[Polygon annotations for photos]
========================================================================
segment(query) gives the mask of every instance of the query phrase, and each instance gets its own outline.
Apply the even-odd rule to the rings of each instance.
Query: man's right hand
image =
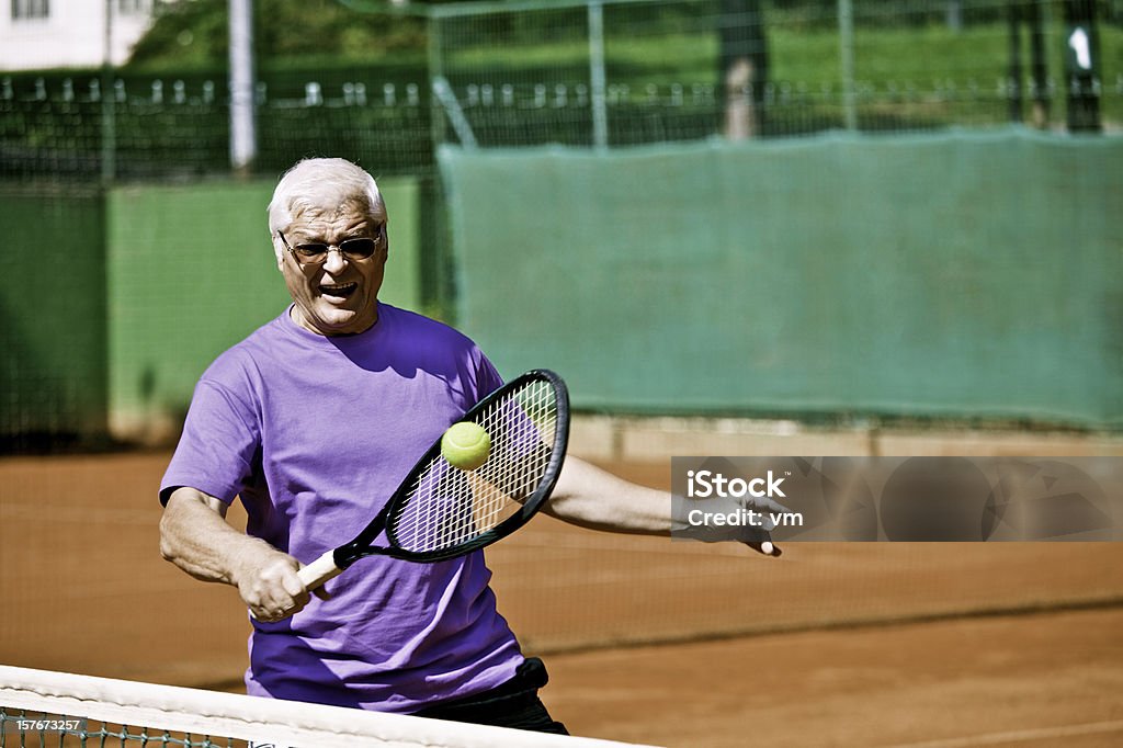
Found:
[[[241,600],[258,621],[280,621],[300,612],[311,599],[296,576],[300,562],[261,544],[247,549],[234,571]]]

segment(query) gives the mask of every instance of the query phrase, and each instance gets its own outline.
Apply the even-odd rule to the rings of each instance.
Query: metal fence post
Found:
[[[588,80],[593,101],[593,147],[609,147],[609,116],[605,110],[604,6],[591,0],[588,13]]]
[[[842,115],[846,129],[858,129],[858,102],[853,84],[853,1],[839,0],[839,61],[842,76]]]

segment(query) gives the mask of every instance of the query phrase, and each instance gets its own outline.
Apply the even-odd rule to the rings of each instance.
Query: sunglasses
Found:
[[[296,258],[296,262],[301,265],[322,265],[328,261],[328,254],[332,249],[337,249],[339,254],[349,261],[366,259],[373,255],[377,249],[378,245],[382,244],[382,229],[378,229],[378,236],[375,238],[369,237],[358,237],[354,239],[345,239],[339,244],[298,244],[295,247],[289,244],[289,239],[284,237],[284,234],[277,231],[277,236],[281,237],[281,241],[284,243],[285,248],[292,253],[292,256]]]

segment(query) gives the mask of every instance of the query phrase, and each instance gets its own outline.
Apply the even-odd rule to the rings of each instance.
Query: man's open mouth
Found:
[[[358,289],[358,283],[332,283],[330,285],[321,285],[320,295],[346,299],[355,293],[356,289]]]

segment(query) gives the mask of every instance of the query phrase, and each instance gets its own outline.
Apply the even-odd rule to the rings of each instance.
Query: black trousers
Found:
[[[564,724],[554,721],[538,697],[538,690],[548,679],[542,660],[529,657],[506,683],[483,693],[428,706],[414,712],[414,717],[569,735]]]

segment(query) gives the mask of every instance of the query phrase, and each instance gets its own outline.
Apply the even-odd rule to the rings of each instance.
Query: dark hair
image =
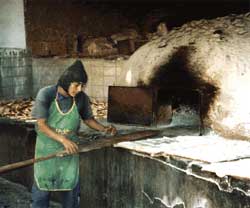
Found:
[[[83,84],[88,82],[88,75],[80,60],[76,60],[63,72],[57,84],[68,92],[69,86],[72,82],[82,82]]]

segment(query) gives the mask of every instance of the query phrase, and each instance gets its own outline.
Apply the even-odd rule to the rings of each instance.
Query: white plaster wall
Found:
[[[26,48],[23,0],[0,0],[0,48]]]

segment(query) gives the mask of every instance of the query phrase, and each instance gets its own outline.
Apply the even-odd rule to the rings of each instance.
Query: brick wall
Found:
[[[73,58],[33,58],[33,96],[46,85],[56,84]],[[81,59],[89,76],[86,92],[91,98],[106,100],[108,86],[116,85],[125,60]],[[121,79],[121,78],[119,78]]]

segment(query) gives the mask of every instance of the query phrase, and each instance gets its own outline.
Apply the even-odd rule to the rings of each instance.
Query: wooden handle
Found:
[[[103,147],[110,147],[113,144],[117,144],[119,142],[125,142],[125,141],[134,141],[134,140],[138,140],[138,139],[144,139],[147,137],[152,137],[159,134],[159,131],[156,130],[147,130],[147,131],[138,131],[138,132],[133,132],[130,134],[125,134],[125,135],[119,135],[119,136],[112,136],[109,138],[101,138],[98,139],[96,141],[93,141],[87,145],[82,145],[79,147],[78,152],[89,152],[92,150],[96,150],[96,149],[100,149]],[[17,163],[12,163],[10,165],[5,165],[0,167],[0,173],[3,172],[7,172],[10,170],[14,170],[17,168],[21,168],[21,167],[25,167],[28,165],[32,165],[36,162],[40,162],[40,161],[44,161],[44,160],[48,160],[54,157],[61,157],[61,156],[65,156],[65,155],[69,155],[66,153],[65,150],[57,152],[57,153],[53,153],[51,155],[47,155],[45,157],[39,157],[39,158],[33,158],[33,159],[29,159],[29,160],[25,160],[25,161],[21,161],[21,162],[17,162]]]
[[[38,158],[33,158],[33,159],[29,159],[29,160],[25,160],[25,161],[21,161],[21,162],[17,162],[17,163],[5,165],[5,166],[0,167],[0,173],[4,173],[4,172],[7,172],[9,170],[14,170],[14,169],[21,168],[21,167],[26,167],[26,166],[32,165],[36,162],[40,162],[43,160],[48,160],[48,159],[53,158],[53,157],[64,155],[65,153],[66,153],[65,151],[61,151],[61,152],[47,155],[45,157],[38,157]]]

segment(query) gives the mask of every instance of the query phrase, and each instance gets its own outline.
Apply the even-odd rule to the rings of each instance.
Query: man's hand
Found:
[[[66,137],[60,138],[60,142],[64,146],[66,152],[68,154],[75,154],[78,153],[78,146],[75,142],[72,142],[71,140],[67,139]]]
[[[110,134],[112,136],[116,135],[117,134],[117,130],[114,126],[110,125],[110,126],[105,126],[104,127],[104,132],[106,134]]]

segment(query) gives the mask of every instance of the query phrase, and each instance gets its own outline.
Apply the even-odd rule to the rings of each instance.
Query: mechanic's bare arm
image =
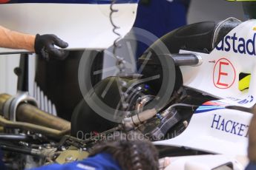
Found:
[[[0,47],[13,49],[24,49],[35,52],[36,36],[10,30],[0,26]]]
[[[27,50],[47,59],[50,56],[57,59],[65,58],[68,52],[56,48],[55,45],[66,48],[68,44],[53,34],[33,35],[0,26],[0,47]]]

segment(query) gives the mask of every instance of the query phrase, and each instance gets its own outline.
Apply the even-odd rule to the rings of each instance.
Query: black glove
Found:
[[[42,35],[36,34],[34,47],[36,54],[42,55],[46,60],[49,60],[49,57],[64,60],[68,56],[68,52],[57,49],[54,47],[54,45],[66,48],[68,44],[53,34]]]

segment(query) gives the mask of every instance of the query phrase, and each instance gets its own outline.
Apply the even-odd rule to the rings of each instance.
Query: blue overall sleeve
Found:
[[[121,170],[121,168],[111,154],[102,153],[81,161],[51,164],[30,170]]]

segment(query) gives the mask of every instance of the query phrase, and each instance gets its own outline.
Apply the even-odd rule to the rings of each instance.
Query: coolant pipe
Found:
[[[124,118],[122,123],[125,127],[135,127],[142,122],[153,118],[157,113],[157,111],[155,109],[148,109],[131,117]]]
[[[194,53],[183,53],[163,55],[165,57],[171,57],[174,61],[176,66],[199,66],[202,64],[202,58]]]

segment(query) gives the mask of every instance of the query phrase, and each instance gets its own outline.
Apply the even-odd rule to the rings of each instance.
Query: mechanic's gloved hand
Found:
========================================================================
Exactly as written, return every line of the listing, but not the pictures.

▸ **Solution to this problem**:
segment(query) gives the mask of every instance of the query phrase, and each instance gets its own outline.
Apply the even-odd rule to the rings of each instance.
Query: man's right hand
image =
Found:
[[[241,600],[258,621],[280,621],[300,612],[311,599],[296,576],[300,562],[261,544],[247,549],[234,571]]]

segment(query) gives the mask of every instance of the query phrase, and each instance gets its own outline.
Apply the even-odd rule to the rings of each instance.
Query: metal fence post
Found:
[[[588,80],[593,101],[593,147],[609,147],[609,116],[605,110],[604,6],[591,0],[588,13]]]
[[[842,115],[846,129],[858,129],[858,102],[853,84],[853,1],[839,0],[839,61],[842,76]]]

segment(query) gives the mask of every instance of the query phrase, and each instance gets its own outline.
Apply the even-odd rule to the rings of each instance.
Query: sunglasses
Found:
[[[296,258],[296,262],[301,265],[322,265],[328,261],[328,254],[332,249],[337,249],[339,254],[349,261],[366,259],[373,255],[377,249],[378,245],[382,244],[382,229],[378,229],[378,236],[375,238],[369,237],[358,237],[354,239],[345,239],[339,244],[298,244],[295,247],[289,244],[289,239],[284,237],[284,234],[277,231],[277,236],[281,237],[281,241],[284,243],[285,248],[292,253],[292,256]]]

segment(query) gives the mask of every instance of the query phrase, and each instance gets its own outline.
Apply the even-odd rule to the rings of each instance.
Query: man's open mouth
Found:
[[[358,289],[358,283],[332,283],[330,285],[321,285],[320,295],[346,299],[355,293],[356,289]]]

segment(query) gives the mask of every instance of the query phrase, and each instance gets its own outline.
Apply the even-odd rule to the rings of each instance.
Query: black trousers
Found:
[[[564,724],[554,721],[538,697],[538,690],[548,679],[542,660],[529,657],[506,683],[483,693],[428,706],[414,712],[414,717],[569,735]]]

segment(query) gives the mask of every instance of the query phrase, and each instance gets its own outline.
Apply the even-odd rule to the rings of each instance.
Query: dark hair
image =
Found:
[[[83,84],[88,82],[88,75],[80,60],[76,60],[63,72],[57,84],[68,92],[69,86],[72,82],[82,82]]]

segment(query) gives the mask of every instance of the query phrase, and each instance gets its own outline.
Apply the even-odd rule to the rings of each instance.
Query: white plaster wall
Found:
[[[26,48],[23,0],[0,0],[0,48]]]

segment(query) gives the mask of every instance of the query phrase, and each instance gets its own outline.
Apply the even-odd rule to the rings of each instance.
Query: brick wall
Found:
[[[73,58],[33,58],[33,96],[46,85],[56,84]],[[81,59],[89,76],[86,92],[91,98],[106,100],[108,86],[116,85],[125,60]],[[121,79],[121,78],[119,78]]]

segment(query) gives the mask of every instance of the query phrase, and each instance gets its own outline.
Apply the even-odd rule to the rings of each instance.
Query: wooden handle
Found:
[[[103,147],[110,147],[113,144],[117,144],[119,142],[125,142],[125,141],[134,141],[134,140],[138,140],[138,139],[144,139],[147,137],[152,137],[159,134],[159,131],[156,130],[147,130],[147,131],[138,131],[138,132],[133,132],[130,134],[125,134],[125,135],[119,135],[119,136],[112,136],[109,138],[101,138],[98,139],[96,141],[93,141],[87,145],[82,145],[79,147],[78,152],[89,152],[92,150],[96,150],[96,149],[100,149]],[[17,163],[12,163],[10,165],[5,165],[0,167],[0,173],[3,172],[7,172],[10,170],[14,170],[17,168],[21,168],[21,167],[25,167],[28,165],[32,165],[36,162],[40,162],[40,161],[44,161],[44,160],[48,160],[54,157],[61,157],[61,156],[65,156],[65,155],[69,155],[66,153],[65,150],[57,152],[57,153],[53,153],[51,155],[47,155],[45,157],[39,157],[39,158],[33,158],[33,159],[29,159],[29,160],[25,160],[25,161],[21,161],[21,162],[17,162]]]
[[[38,158],[33,158],[33,159],[29,159],[29,160],[25,160],[25,161],[21,161],[21,162],[17,162],[17,163],[5,165],[5,166],[0,167],[0,173],[4,173],[4,172],[7,172],[9,170],[14,170],[14,169],[21,168],[21,167],[26,167],[26,166],[32,165],[36,162],[40,162],[43,160],[48,160],[48,159],[53,158],[53,157],[64,155],[65,153],[66,153],[65,151],[61,151],[61,152],[47,155],[45,157],[38,157]]]

segment(query) gives the mask of every instance of the query phrase, and each instance gets its own outline.
Apply the even-odd rule to the rings of each instance.
Query: man's hand
Found:
[[[66,137],[60,138],[60,142],[64,146],[66,152],[68,154],[75,154],[78,153],[78,146],[75,142],[72,142],[71,140],[67,139]]]
[[[110,134],[112,136],[116,135],[117,134],[117,130],[114,126],[110,125],[110,126],[105,126],[104,127],[104,132],[106,134]]]

segment(query) gives the mask of every instance of the query phrase, and each instance gets its own outline.
Apply the even-odd rule to the rings of each instance.
Query: mechanic's bare arm
image =
Found:
[[[0,47],[13,49],[24,49],[35,52],[36,36],[10,30],[0,26]]]
[[[27,50],[47,59],[50,56],[57,59],[65,58],[68,52],[56,48],[55,45],[66,48],[68,44],[53,34],[33,35],[0,26],[0,47]]]

segment(query) gives the mask of every instance of the query phrase, and each instance gets its own outline.
Apply the even-odd rule to the rings of each instance.
Query: black glove
Found:
[[[42,35],[36,34],[34,47],[36,54],[42,55],[46,60],[49,60],[49,57],[64,60],[68,56],[68,52],[57,49],[54,47],[54,45],[66,48],[68,44],[53,34]]]

segment(query) gives the mask of every instance of the query phrase, and each instance gets its own outline.
Apply the even-odd rule to the rings of each instance.
Query: blue overall sleeve
Found:
[[[121,170],[121,168],[111,154],[102,153],[81,161],[51,164],[30,170]]]

segment(query) gives the mask of every instance of the query phrase, and each instance gets its own outline.
Apply the even-odd rule to the rings of each instance.
Query: coolant pipe
Found:
[[[124,118],[122,123],[125,127],[135,127],[142,122],[153,118],[157,113],[157,111],[155,109],[148,109],[131,117]]]
[[[194,53],[183,53],[163,55],[165,57],[171,57],[174,61],[176,66],[199,66],[202,64],[202,58]]]

segment(query) gives the mask of every instance of the query phrase, and each instance gets its own outline.
Apply the even-odd rule to the rings of each instance.
Query: mechanic's gloved hand
Found:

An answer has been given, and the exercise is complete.